[Registros de contornos de regiones con nombre]
-------

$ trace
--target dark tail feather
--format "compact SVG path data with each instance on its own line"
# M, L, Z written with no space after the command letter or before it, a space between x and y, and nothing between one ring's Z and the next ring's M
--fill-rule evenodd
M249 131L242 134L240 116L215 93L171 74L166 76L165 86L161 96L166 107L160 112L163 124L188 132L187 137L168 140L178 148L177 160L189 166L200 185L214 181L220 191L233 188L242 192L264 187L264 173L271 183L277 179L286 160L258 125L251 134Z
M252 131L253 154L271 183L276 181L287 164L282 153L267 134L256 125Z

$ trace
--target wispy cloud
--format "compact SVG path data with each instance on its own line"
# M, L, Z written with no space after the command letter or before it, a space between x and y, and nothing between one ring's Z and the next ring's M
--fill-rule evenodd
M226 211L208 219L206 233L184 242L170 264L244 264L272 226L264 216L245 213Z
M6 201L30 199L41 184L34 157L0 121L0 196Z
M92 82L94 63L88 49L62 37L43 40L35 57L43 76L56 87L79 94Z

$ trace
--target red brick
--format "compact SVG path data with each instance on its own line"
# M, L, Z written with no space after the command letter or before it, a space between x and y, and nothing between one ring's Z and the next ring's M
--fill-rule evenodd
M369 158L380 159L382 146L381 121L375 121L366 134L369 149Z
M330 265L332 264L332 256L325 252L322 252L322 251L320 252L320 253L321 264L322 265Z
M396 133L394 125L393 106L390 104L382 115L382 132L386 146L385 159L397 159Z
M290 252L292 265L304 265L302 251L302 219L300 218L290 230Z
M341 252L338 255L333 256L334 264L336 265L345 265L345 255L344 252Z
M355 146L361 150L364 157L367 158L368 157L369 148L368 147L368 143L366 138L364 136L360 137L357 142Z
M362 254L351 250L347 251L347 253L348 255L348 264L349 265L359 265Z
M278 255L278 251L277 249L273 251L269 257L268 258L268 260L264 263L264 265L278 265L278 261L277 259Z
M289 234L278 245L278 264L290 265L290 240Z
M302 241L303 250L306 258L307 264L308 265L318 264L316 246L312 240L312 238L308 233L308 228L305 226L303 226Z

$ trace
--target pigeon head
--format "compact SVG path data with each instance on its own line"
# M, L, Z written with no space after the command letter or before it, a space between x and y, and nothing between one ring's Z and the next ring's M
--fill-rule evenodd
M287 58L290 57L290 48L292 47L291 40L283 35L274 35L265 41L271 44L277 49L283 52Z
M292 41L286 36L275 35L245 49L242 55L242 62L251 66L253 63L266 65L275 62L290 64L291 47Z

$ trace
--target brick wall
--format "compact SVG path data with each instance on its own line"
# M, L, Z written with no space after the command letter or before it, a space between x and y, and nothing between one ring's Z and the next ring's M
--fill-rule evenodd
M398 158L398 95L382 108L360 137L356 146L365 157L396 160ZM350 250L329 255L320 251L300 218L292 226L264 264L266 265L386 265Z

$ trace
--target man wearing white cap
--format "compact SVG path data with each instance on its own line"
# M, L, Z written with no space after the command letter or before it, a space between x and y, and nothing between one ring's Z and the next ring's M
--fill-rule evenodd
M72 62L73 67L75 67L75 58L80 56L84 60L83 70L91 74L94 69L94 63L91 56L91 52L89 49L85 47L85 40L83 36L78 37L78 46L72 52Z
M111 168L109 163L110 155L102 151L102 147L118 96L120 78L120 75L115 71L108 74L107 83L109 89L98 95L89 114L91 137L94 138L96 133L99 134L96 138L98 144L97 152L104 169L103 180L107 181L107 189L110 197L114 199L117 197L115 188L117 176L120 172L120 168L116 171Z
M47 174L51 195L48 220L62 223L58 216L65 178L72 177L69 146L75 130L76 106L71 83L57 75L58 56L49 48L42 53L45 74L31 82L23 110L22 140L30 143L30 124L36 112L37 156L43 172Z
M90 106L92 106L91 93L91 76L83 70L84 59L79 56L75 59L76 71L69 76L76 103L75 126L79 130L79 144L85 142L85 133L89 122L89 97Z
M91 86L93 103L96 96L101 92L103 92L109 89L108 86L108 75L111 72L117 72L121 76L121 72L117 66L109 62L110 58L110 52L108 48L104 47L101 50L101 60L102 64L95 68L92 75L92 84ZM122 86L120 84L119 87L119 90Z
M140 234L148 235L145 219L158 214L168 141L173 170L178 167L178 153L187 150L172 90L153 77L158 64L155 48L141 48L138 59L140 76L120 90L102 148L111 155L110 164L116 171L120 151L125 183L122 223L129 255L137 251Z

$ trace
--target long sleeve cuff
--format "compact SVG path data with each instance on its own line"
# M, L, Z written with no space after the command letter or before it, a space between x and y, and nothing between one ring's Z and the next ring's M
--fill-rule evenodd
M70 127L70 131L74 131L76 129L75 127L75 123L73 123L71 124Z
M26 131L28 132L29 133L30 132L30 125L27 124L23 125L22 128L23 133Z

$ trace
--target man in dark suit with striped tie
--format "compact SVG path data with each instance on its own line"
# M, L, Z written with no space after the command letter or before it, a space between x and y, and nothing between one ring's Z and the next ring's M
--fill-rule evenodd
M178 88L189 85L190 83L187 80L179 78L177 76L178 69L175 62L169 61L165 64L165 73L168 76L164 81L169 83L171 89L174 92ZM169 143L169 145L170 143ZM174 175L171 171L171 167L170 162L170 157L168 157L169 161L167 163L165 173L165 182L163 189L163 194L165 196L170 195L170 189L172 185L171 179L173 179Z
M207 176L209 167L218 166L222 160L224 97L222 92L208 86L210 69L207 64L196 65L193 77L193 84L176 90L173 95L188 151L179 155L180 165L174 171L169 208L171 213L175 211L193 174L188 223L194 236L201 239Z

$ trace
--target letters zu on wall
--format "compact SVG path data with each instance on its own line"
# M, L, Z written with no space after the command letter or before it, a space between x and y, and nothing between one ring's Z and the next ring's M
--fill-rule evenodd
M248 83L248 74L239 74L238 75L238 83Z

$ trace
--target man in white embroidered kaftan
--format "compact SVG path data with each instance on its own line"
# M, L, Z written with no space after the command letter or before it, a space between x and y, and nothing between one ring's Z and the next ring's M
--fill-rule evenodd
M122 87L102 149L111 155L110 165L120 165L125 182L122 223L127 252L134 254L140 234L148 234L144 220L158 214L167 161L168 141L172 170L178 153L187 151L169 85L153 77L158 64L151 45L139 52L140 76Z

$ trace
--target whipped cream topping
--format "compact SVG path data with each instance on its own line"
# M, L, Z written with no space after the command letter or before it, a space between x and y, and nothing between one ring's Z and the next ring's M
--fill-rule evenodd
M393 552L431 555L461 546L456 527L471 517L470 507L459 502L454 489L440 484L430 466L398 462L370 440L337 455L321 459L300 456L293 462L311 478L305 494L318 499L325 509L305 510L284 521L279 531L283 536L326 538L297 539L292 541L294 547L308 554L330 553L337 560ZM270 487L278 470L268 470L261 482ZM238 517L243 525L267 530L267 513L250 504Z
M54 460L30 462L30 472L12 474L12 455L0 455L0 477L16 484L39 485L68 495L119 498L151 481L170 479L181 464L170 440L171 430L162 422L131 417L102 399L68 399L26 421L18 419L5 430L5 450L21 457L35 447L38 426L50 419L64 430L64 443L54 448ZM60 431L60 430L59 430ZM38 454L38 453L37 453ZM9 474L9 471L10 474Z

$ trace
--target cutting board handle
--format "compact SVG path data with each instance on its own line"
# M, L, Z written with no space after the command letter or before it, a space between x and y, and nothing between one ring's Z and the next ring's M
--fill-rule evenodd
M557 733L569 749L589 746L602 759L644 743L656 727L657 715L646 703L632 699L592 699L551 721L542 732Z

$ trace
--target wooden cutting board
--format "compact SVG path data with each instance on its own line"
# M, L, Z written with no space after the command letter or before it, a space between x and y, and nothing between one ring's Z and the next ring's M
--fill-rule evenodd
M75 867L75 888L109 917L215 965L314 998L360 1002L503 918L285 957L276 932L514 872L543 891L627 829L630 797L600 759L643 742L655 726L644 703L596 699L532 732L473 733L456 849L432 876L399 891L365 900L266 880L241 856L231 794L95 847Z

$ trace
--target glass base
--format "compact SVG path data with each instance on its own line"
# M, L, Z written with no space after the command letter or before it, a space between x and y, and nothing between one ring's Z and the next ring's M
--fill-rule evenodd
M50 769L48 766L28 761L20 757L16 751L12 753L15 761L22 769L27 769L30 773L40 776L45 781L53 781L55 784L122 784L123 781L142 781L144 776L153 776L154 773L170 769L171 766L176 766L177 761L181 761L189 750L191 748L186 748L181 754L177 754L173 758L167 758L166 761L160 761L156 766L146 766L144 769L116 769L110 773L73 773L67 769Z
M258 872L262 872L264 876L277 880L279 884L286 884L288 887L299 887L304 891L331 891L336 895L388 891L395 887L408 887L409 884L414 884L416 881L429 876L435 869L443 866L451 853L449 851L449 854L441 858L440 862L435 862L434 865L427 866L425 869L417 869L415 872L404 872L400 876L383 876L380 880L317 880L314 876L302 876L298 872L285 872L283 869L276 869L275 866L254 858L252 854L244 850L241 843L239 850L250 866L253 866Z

-------

*TRABAJO REQUERIDO*.
Vuelve a escribir, sin ningún cambio, las líneas que van desde el comienzo de los registros hasta la línea que contiene "M92 82L94 63L88", ambas incluidas.

*TAREA RESUELTA*.
$ trace
--target dark tail feather
--format "compact SVG path data with each instance on its own line"
# M, L, Z written with no space after the command letter or before it, a space between x and y, and nothing between one ring's Z and the next ring's M
--fill-rule evenodd
M249 131L242 134L240 116L215 93L171 74L166 76L165 86L161 96L166 107L160 112L163 124L188 132L187 137L168 140L178 148L177 160L189 166L200 185L214 181L220 191L233 188L242 192L264 187L264 173L271 183L277 179L286 160L258 125L251 134Z
M252 131L253 154L271 183L276 181L287 164L282 153L267 134L256 125Z

$ trace
--target wispy cloud
--format "compact SVG path data with each instance on its own line"
# M, L, Z written with no space after the command letter or before it, a space between x and y, and nothing between one ring's Z and the next ring's M
--fill-rule evenodd
M226 211L208 219L206 233L184 242L170 264L244 264L272 226L264 216L245 213Z
M6 201L30 199L41 184L34 157L0 121L0 196Z
M92 82L94 63L88 49L62 37L43 40L35 57L43 76L56 87L79 94Z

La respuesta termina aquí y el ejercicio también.